To do: Please list each line of the entries below that contains the word "wall", copying those lines in full.

(Object location annotation data)
↓↓↓
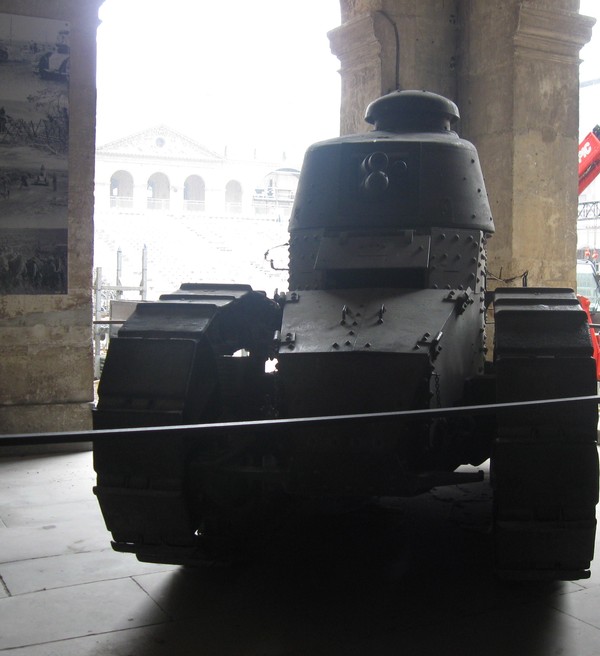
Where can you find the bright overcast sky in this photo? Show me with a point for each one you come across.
(237, 73)
(240, 73)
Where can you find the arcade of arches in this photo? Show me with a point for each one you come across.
(512, 67)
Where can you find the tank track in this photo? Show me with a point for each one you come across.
(545, 462)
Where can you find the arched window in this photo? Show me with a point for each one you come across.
(121, 190)
(158, 192)
(193, 194)
(233, 197)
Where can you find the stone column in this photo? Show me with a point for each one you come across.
(519, 99)
(384, 45)
(46, 365)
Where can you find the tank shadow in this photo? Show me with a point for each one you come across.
(412, 576)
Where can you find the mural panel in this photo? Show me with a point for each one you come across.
(34, 144)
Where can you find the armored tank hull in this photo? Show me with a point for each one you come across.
(342, 382)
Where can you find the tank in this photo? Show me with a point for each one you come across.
(368, 378)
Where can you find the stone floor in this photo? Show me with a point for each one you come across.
(410, 577)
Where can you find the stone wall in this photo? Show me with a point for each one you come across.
(46, 375)
(512, 67)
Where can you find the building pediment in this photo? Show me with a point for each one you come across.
(158, 143)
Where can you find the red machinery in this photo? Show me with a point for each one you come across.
(589, 159)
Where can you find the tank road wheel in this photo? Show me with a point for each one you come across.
(544, 461)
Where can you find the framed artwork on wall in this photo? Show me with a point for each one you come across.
(34, 147)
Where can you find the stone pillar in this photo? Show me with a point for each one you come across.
(385, 45)
(46, 367)
(519, 100)
(512, 68)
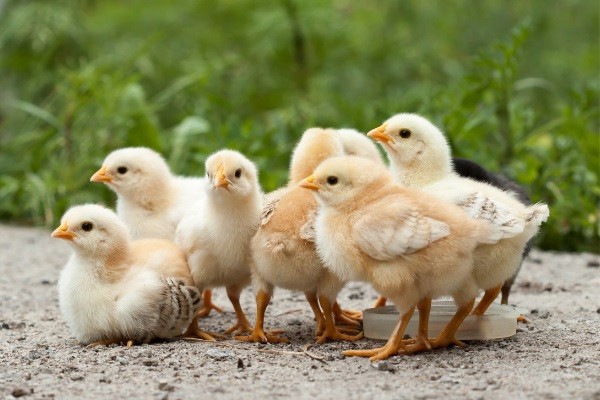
↑↑↑
Result:
Where can you find the stone wall in this photo? Show me with a point for each one you come across.
Where can you find the framed artwork on wall in this photo? Show me with a point for each one you come across.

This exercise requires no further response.